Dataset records
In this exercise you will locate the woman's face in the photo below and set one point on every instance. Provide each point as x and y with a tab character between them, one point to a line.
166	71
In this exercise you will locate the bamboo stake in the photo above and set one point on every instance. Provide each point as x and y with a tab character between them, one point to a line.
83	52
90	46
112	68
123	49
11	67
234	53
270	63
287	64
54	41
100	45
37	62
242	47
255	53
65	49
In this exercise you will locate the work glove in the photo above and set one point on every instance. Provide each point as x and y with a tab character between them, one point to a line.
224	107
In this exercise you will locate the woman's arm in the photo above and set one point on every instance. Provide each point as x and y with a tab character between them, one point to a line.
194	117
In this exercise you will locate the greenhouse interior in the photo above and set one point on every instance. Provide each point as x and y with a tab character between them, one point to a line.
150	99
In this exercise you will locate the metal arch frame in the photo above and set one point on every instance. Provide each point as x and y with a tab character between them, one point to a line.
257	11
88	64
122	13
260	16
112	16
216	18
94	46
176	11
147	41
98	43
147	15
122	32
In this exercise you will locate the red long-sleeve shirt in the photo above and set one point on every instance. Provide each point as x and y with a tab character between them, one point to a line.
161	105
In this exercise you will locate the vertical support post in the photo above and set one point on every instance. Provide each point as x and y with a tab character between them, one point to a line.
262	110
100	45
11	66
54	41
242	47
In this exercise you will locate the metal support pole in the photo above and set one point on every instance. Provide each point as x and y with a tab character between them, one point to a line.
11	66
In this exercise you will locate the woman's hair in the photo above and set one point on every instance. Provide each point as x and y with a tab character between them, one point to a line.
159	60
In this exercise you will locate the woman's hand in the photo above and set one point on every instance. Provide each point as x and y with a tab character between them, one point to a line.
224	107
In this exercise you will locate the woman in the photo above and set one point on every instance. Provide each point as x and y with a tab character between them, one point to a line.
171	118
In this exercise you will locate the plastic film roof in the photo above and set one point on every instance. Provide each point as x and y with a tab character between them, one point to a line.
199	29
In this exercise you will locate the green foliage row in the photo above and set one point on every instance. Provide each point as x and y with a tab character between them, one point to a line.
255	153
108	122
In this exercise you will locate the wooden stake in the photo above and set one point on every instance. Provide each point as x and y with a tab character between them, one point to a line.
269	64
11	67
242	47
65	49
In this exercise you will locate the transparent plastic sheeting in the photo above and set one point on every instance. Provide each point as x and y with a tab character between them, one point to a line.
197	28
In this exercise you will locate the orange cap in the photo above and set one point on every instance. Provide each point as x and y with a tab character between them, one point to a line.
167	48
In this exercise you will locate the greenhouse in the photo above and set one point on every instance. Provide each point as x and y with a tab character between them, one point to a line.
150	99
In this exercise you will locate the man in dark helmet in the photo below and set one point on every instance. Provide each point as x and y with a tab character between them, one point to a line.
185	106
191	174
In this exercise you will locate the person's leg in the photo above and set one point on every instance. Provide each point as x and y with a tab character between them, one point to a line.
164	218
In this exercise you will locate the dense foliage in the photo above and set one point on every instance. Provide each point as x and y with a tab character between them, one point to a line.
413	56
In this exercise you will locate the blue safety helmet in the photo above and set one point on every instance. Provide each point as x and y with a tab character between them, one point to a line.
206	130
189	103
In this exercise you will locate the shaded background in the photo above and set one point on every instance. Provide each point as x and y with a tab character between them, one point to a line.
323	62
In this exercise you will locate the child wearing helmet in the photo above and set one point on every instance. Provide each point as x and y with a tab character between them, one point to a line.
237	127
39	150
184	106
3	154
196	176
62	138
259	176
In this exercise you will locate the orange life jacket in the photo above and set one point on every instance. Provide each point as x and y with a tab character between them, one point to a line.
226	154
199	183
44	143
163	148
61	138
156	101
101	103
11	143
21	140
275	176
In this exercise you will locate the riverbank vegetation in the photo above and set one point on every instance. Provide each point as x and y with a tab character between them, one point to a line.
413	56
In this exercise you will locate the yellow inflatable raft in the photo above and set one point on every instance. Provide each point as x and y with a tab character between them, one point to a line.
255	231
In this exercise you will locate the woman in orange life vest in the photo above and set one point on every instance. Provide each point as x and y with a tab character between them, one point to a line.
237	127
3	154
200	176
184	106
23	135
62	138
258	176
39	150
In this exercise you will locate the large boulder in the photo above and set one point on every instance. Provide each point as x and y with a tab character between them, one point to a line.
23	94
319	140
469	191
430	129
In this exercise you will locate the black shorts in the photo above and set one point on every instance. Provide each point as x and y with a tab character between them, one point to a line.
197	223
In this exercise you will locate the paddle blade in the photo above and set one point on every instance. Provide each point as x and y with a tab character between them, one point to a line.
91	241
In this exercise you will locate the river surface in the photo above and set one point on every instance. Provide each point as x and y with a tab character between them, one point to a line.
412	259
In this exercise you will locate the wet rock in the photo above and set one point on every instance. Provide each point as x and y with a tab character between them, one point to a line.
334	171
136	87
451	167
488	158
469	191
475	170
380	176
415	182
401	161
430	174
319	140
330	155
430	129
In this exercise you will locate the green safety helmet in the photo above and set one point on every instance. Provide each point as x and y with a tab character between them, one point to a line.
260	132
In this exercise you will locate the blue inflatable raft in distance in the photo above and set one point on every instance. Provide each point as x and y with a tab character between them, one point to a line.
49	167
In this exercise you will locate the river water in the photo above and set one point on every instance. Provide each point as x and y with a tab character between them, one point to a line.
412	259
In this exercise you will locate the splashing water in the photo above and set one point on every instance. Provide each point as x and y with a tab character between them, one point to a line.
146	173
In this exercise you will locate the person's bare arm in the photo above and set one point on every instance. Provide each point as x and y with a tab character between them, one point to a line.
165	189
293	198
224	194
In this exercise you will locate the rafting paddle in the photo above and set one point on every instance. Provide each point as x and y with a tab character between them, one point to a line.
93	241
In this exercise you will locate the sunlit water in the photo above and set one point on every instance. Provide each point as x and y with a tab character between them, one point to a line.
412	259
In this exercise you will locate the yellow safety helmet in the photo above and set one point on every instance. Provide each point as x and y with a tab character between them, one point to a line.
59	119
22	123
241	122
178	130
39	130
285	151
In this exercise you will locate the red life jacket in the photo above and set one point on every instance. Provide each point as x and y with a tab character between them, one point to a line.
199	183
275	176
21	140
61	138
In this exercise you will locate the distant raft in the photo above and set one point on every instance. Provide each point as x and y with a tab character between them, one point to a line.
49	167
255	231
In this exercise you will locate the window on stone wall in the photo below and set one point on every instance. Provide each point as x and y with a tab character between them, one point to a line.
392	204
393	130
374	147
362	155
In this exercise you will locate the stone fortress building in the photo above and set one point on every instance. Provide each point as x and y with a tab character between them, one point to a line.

> Prompt:
Set down exactly what runs from the line containing "In this exercise you will locate the sunlit" through the last line above, both lines included.

> Result for this task:
In this exercise you will locate the sunlit water in the photo above and set one point on every instance. Provide each point as x and y with a tab character between them, one point to a line.
412	259
In this exercise you will locate the yellow safety helmet in the photo above and set one point on every instance. Provide each point as x and y with a tab character between them, one point to a line.
59	119
22	123
241	122
178	130
39	130
285	151
In this exercise you will locate the red life jacket in the photo above and set one point on every instance. Provide each point as x and y with a tab character between them, one point to a line.
199	183
275	176
21	140
61	138
In this exercise you will locate the distant raft in the photo above and set one point on every instance. Provide each point as x and y with a tab character between them, one point to a line.
49	167
255	231
In this exercise you will locate the window on stone wall in the photo below and set one point on every instance. Provide each point as x and y with a tab character between them, one point to a line.
392	204
393	130
374	147
362	155
In this exercise you will locate the stone fortress building in the photo above and set one point on every instance. Provide each point as x and y with a tab character between them, one point to a line.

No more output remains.